Location identification entries:
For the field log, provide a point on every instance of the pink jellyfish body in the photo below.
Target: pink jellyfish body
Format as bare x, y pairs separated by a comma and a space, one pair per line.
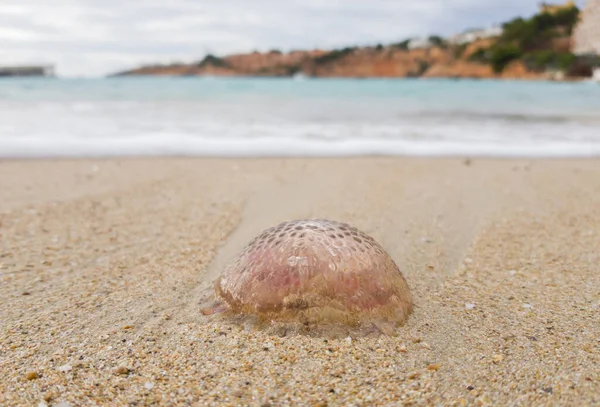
317, 271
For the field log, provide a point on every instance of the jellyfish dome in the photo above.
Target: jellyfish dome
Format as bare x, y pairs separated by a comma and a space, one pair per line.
316, 271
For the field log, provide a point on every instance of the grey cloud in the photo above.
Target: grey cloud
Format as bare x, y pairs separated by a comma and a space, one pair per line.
95, 37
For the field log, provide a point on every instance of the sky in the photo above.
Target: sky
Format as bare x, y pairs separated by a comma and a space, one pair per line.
98, 37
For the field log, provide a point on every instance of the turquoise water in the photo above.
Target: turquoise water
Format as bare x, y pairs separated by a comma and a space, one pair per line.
273, 117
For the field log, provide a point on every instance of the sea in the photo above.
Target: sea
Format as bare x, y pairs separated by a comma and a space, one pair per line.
297, 117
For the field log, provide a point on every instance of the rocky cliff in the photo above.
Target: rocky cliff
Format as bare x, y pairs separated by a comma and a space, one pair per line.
535, 48
368, 62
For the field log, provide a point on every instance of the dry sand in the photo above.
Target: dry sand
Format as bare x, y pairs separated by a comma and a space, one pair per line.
104, 265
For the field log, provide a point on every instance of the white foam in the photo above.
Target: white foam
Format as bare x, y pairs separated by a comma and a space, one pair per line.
170, 145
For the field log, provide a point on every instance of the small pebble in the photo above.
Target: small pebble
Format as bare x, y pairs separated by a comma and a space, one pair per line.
122, 370
31, 376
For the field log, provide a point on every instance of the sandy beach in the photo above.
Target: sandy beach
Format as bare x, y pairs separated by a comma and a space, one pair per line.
104, 265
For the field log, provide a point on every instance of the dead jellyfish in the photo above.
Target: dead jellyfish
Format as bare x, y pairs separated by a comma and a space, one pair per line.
316, 272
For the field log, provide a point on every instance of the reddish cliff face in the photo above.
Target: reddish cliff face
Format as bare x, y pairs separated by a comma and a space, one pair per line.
368, 62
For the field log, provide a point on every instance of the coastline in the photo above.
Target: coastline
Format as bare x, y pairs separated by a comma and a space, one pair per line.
104, 264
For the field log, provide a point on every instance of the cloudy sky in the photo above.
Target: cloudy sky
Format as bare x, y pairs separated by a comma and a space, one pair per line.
97, 37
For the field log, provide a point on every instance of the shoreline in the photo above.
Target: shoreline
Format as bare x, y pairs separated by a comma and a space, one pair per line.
104, 264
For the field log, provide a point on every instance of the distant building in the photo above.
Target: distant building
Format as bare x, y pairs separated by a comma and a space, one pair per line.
555, 8
474, 35
586, 37
26, 71
416, 43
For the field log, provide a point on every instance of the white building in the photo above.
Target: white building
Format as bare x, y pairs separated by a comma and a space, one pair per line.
416, 43
586, 37
474, 35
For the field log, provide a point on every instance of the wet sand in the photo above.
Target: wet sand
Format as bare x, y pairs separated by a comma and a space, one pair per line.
104, 266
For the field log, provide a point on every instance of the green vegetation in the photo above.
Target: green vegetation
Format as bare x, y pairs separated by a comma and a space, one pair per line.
213, 61
532, 42
334, 55
437, 41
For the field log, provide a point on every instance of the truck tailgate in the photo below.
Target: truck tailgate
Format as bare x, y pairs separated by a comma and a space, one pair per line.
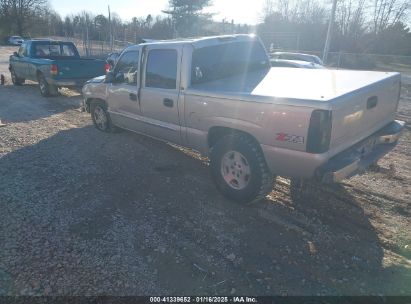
80, 68
358, 114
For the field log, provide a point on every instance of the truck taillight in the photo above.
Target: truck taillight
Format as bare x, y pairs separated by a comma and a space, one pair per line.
319, 132
54, 70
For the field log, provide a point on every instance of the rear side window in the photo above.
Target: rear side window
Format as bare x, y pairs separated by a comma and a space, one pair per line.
161, 71
227, 60
55, 50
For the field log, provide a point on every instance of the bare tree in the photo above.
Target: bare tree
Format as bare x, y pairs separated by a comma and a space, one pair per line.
20, 13
388, 12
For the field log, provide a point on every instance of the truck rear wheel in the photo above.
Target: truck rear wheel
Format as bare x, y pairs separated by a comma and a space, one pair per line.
239, 169
101, 118
46, 89
16, 80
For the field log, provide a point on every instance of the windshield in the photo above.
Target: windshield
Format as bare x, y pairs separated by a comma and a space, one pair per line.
55, 50
227, 60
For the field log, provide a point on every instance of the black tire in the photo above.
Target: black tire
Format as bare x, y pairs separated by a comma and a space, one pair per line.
243, 187
304, 190
101, 118
46, 89
16, 80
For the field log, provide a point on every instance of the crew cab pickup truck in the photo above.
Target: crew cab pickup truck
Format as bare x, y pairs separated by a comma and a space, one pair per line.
219, 96
52, 64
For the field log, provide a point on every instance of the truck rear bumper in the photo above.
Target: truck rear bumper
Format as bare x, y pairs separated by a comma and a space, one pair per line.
300, 164
360, 156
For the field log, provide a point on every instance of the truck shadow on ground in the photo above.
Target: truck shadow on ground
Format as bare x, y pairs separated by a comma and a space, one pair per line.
92, 208
14, 106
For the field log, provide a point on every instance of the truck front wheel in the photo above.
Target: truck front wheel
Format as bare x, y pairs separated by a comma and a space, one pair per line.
101, 118
239, 169
16, 80
46, 89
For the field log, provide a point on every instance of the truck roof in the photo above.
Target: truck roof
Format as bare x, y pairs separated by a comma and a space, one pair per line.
199, 42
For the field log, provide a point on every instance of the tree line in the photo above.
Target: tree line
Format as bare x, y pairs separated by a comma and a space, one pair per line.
361, 26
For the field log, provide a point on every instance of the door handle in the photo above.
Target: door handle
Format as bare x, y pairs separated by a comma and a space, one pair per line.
133, 96
168, 102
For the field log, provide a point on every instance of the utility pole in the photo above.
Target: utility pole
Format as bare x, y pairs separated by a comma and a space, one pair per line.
329, 32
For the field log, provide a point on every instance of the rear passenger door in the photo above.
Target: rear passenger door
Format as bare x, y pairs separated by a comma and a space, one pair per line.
159, 95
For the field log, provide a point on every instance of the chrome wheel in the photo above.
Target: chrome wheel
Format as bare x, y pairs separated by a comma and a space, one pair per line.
43, 86
235, 170
100, 118
13, 77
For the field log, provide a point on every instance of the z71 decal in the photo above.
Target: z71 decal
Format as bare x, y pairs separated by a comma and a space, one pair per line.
295, 139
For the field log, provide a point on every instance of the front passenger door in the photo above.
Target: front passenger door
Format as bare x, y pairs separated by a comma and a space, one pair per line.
122, 93
20, 65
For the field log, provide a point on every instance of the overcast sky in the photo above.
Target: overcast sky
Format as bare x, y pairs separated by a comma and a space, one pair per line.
242, 11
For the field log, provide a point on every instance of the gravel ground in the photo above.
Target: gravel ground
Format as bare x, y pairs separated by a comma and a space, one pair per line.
89, 213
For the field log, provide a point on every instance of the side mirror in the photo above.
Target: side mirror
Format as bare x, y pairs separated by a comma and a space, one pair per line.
109, 77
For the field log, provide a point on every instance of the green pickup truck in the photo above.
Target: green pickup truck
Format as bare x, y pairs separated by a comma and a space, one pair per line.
53, 64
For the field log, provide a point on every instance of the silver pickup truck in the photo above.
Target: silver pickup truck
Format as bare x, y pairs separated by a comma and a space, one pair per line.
219, 96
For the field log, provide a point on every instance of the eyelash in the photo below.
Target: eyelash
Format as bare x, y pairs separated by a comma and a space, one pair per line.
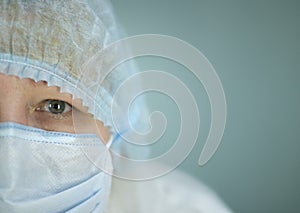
45, 105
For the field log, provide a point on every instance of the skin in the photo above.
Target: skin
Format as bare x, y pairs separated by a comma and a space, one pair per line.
27, 102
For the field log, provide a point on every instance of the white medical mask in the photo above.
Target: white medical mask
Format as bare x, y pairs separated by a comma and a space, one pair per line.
42, 171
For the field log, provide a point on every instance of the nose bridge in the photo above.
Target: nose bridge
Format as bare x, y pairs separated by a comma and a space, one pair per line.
13, 103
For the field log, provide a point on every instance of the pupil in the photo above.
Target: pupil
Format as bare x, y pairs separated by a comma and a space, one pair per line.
56, 106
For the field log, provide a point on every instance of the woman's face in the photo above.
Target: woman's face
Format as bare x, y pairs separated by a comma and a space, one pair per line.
35, 104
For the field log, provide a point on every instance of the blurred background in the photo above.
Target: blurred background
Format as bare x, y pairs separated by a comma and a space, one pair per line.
254, 47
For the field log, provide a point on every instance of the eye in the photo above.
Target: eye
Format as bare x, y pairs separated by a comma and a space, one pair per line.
57, 106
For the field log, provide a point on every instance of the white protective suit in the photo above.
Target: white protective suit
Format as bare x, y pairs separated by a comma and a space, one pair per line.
59, 42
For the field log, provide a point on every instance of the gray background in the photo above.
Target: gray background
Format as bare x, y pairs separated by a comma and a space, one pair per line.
255, 49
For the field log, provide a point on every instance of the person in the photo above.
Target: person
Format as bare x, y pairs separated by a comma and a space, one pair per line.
56, 126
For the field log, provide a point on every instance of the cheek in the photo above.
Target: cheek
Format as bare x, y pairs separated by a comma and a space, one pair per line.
86, 124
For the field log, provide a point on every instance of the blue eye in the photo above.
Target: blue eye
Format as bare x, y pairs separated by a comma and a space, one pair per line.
57, 106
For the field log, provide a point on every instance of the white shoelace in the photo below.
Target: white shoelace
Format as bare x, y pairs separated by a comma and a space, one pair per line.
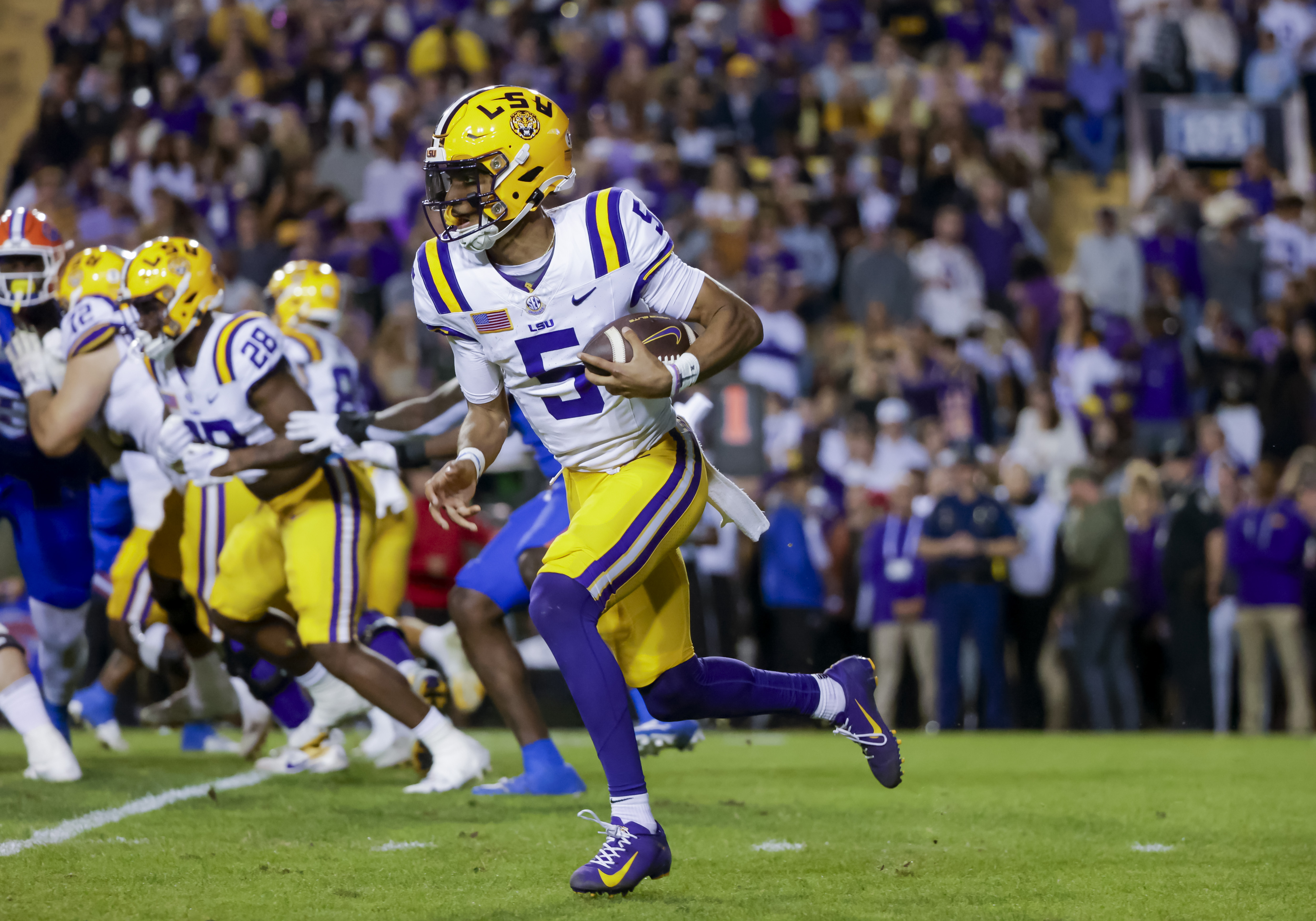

- **Problem statement**
Express the lines from the one containing "shoelace in the photo below." through the final line as a Markdown table with two columns, Row and Text. Omit blank lines and leave the pictures out.

- **The result**
| Row | Text |
|---|---|
| 1 | For the field log, provide a point on every instance of the white shoelace in the photo below. |
| 2 | Target: white shoelace |
| 3 | Format as bare x, y pairs separated by a comma and a space, one pair per line. |